What this task involves:
Repeat each of the rows below word for word, leaving out the pictures.

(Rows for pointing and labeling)
§ §

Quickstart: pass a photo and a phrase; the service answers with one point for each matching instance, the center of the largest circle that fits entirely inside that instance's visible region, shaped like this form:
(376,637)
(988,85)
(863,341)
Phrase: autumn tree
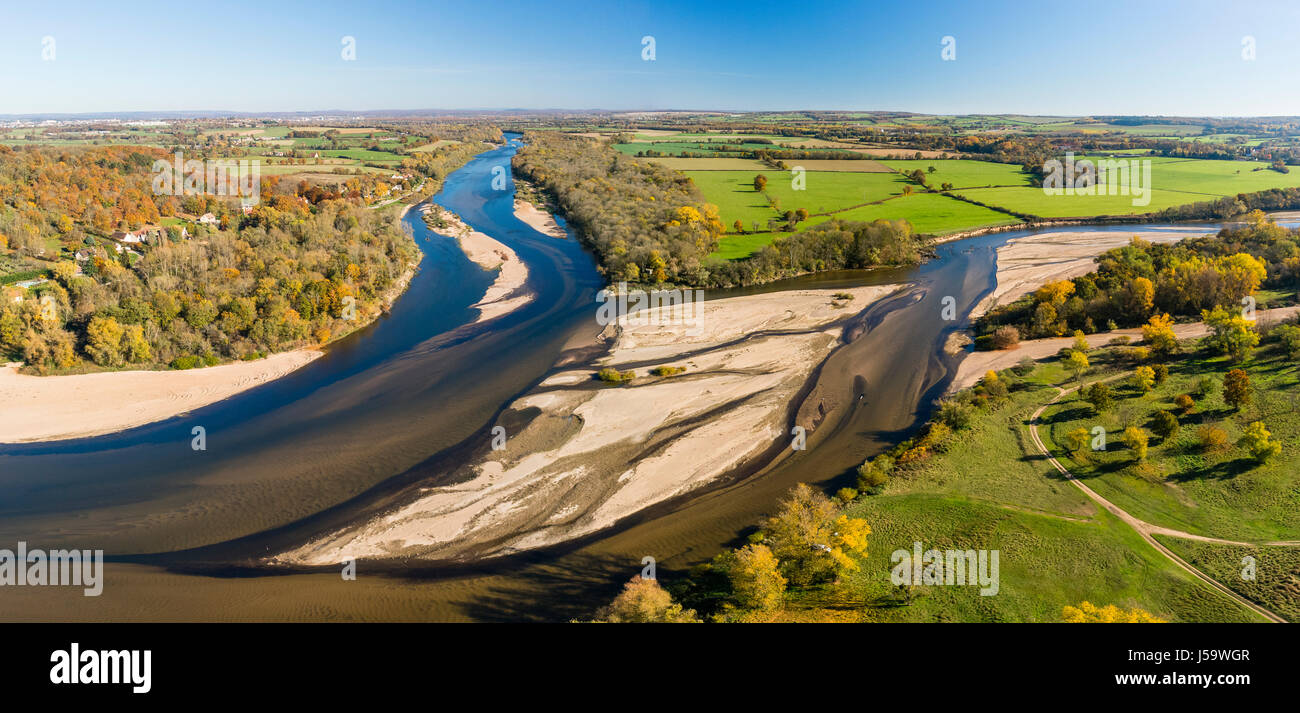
(1236,389)
(1256,441)
(645,601)
(810,538)
(1090,613)
(755,579)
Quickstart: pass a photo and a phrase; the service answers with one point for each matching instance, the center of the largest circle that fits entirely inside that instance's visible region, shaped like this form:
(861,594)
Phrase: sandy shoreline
(85,405)
(538,219)
(581,454)
(1028,262)
(975,363)
(76,406)
(505,294)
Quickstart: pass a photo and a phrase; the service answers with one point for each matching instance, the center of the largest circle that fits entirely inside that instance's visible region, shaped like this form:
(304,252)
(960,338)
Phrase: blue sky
(1099,57)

§ §

Exercise response:
Quickstart: pass a photo and a phrase; the service answers with one point for each matching instance, the center of the largest circle that fits entirely inside that instance's visible region, shaped like this form:
(376,637)
(988,85)
(863,341)
Phrase: autumn tree
(1236,389)
(1256,441)
(645,601)
(810,538)
(1090,613)
(755,579)
Quickstart: pass a photo and a phrase; the service answers with one point for each matching instance, the center of the largest circle that fits entirely inside that instance's visible region, shaped like this form:
(861,594)
Phrase: sandy shoreline
(85,405)
(538,219)
(581,454)
(1028,262)
(975,363)
(76,406)
(505,294)
Quickstart: pass a photo and a phrase; the service answers with one point for each matching instance, the center of the largest circle that fits entirely inside that instance's visible region, shaped like this form:
(304,252)
(960,338)
Phrase: blue sky
(1099,57)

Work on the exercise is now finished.